Exercise prompt: Read through the data, and wherever a line holds the word "helmet", write that line out.

Dataset excerpts:
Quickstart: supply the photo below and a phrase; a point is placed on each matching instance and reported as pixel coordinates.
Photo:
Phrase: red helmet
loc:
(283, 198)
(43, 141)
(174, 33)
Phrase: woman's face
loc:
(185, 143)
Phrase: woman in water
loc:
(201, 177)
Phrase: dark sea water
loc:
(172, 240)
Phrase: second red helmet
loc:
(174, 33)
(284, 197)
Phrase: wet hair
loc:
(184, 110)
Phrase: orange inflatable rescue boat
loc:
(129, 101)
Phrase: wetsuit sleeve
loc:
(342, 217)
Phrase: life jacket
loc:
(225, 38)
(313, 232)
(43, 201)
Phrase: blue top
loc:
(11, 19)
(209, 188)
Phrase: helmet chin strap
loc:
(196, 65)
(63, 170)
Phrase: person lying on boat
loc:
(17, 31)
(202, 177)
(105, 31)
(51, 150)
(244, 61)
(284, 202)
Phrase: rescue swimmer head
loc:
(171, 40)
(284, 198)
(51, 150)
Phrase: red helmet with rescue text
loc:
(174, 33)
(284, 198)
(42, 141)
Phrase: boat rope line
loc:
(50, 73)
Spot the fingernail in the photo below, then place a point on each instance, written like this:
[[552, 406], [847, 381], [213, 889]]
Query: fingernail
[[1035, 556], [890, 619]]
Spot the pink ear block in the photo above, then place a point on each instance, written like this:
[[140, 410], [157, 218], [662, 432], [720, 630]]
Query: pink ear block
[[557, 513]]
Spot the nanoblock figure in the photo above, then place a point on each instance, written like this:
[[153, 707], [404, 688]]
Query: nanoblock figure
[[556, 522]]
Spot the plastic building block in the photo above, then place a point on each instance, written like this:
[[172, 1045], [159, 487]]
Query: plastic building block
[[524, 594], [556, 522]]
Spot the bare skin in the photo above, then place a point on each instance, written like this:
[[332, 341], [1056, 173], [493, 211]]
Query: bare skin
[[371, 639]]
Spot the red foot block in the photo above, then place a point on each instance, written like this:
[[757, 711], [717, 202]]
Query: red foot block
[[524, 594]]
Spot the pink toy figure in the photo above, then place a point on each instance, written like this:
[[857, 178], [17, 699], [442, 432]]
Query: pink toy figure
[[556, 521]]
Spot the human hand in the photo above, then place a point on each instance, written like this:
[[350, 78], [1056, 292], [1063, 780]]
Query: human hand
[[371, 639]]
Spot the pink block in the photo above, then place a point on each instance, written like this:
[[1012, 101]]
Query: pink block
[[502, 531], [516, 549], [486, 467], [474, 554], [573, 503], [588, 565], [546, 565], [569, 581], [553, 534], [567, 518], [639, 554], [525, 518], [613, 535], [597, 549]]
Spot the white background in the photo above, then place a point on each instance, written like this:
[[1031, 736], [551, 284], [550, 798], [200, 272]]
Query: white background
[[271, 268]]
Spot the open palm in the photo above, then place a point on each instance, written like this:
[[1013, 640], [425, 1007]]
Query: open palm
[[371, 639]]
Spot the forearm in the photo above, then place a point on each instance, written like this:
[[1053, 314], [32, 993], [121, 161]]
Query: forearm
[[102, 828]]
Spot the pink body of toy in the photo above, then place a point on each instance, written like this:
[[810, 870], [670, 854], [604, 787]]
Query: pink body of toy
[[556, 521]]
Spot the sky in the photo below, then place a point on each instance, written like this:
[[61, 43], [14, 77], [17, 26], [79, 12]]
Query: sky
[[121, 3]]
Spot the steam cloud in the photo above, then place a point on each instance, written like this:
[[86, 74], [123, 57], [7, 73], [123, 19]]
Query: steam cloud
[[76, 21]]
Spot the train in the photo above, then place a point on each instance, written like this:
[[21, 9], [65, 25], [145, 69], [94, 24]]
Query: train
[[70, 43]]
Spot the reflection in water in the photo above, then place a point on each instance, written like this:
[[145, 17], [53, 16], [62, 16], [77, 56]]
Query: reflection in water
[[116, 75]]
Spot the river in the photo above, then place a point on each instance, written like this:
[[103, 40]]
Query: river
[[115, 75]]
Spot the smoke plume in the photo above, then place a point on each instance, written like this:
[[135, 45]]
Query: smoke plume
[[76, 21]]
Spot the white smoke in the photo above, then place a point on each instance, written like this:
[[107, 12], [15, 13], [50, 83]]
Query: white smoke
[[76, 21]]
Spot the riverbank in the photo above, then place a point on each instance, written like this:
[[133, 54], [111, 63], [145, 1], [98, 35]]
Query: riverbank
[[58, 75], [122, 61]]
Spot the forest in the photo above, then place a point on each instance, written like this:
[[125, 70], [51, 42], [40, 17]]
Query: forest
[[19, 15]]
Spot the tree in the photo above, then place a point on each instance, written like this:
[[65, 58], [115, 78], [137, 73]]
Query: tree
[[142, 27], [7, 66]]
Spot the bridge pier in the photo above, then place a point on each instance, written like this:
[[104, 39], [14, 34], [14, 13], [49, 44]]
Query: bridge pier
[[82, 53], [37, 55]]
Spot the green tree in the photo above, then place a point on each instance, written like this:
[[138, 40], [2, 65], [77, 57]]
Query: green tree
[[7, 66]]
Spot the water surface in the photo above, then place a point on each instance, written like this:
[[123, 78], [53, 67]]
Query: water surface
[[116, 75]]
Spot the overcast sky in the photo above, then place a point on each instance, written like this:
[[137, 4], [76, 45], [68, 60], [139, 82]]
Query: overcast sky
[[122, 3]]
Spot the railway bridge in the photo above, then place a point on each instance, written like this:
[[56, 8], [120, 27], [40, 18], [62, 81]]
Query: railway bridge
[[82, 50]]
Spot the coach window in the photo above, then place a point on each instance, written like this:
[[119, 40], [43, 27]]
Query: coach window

Task solution:
Phrase: red helmet
Phrase: second red helmet
Phrase: helmet chin strap
Phrase: red helmet with rescue text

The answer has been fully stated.